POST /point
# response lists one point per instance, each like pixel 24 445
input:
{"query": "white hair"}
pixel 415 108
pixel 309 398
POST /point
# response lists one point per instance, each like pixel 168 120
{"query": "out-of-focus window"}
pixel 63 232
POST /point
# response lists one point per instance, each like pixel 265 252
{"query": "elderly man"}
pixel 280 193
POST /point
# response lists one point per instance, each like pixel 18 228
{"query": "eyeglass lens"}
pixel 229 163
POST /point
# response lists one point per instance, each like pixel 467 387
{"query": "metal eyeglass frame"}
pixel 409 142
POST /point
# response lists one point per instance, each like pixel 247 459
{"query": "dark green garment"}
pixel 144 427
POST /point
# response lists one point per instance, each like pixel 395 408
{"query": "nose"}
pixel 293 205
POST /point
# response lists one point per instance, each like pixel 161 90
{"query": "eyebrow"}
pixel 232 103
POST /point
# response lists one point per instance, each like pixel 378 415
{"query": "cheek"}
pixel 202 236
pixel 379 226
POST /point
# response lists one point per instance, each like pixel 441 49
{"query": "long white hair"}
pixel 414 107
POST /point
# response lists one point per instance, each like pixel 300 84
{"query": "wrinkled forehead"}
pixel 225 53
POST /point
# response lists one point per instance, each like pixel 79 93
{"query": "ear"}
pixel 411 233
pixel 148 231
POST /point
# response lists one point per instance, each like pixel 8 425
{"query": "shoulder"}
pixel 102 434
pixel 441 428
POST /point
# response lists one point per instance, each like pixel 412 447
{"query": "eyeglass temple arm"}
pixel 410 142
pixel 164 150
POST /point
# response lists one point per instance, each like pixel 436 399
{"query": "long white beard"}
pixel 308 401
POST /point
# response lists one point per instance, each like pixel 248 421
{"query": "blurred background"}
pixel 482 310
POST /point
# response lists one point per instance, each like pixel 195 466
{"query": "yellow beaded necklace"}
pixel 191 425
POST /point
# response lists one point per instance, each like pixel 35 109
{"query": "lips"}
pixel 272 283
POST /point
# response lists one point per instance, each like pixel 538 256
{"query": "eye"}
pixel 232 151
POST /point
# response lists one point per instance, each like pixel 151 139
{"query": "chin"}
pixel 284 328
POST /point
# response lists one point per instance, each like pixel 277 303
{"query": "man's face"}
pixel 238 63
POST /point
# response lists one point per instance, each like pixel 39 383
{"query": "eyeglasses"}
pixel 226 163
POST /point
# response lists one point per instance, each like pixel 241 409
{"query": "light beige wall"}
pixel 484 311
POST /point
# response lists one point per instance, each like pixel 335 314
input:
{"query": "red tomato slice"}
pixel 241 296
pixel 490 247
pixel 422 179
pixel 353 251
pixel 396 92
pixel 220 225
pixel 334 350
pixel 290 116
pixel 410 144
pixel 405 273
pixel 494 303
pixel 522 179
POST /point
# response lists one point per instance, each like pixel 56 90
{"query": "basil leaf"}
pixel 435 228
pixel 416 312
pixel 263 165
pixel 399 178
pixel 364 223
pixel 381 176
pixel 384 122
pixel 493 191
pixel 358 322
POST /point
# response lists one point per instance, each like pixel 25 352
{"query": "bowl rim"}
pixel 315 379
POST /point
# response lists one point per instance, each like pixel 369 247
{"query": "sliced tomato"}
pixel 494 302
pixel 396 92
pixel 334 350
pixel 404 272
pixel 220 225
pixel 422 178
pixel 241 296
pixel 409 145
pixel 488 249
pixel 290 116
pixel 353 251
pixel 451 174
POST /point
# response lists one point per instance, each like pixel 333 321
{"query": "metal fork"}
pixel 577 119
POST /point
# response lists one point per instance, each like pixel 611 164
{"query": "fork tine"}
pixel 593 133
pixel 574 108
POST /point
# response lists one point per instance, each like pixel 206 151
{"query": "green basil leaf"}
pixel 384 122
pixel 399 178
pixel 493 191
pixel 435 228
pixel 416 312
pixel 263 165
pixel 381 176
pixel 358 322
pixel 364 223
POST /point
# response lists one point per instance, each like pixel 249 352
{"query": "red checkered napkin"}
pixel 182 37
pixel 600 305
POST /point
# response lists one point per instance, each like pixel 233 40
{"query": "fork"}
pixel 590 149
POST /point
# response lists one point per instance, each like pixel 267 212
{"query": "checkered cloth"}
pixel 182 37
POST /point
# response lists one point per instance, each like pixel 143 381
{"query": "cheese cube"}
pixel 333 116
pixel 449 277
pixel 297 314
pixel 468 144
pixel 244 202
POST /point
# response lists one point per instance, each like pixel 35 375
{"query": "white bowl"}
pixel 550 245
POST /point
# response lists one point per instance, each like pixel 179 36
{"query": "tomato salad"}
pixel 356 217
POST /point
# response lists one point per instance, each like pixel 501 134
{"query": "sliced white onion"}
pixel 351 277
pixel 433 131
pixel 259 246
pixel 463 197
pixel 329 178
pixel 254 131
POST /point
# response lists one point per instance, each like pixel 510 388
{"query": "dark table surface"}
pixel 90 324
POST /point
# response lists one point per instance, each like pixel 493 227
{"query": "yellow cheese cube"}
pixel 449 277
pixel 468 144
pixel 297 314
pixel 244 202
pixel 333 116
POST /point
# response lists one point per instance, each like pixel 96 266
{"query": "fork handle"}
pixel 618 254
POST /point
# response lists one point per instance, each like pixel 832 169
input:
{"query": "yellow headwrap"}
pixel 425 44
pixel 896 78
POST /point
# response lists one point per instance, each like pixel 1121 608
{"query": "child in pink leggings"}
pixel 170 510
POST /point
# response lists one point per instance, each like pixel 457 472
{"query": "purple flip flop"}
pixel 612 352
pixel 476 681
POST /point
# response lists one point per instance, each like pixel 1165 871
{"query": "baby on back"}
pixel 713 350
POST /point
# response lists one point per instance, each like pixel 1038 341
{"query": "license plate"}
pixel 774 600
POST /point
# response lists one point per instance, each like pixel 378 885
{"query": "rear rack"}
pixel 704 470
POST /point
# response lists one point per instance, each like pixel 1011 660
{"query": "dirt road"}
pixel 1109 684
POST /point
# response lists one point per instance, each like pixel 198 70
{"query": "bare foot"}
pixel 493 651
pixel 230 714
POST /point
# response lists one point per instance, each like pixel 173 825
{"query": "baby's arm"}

************

● ACTION ITEM: Using the records above, output exactly the lines from the first through the line that contains "# response lists one point per instance, each like pixel 248", with both of those included.

● RESPONSE FOR THIS EXERCISE:
POST /point
# response lists one point per instance, each like pixel 24 445
input:
{"query": "white hair"}
pixel 415 108
pixel 309 398
POST /point
# response lists one point per instance, each like pixel 168 120
{"query": "out-of-focus window"}
pixel 63 232
POST /point
# response lists one point per instance, each like pixel 265 252
{"query": "elderly man"}
pixel 280 193
POST /point
# response lists one point per instance, each like pixel 18 228
{"query": "eyeglass lens"}
pixel 229 163
POST /point
# response lists one point per instance, each like pixel 467 387
{"query": "metal eyeglass frame"}
pixel 409 142
POST /point
# response lists one point per instance, each like pixel 247 459
{"query": "dark green garment"}
pixel 144 427
POST /point
# response lists one point per instance, each like pixel 395 408
{"query": "nose"}
pixel 293 205
POST /point
# response lists one point per instance, each like pixel 161 90
{"query": "eyebrow"}
pixel 232 103
POST /point
# response lists one point per instance, each like pixel 378 415
{"query": "cheek"}
pixel 202 236
pixel 379 226
POST /point
# response lists one point per instance, each like pixel 441 49
{"query": "long white hair"}
pixel 414 107
POST /point
# response lists one point per instance, each like pixel 300 84
{"query": "wrinkled forehead"}
pixel 225 53
POST /point
# response lists one point per instance, each like pixel 79 93
{"query": "ear"}
pixel 411 233
pixel 148 231
POST /point
# response lists one point per instance, each like pixel 8 425
{"query": "shoulder"}
pixel 102 434
pixel 441 428
POST /point
# response lists one point per instance, each like pixel 412 447
{"query": "eyeglass temple arm"}
pixel 410 142
pixel 164 150
POST /point
# response lists one point per instance, each like pixel 436 399
{"query": "long white beard"}
pixel 308 401
POST /point
# response lists one point per instance, each like pixel 248 421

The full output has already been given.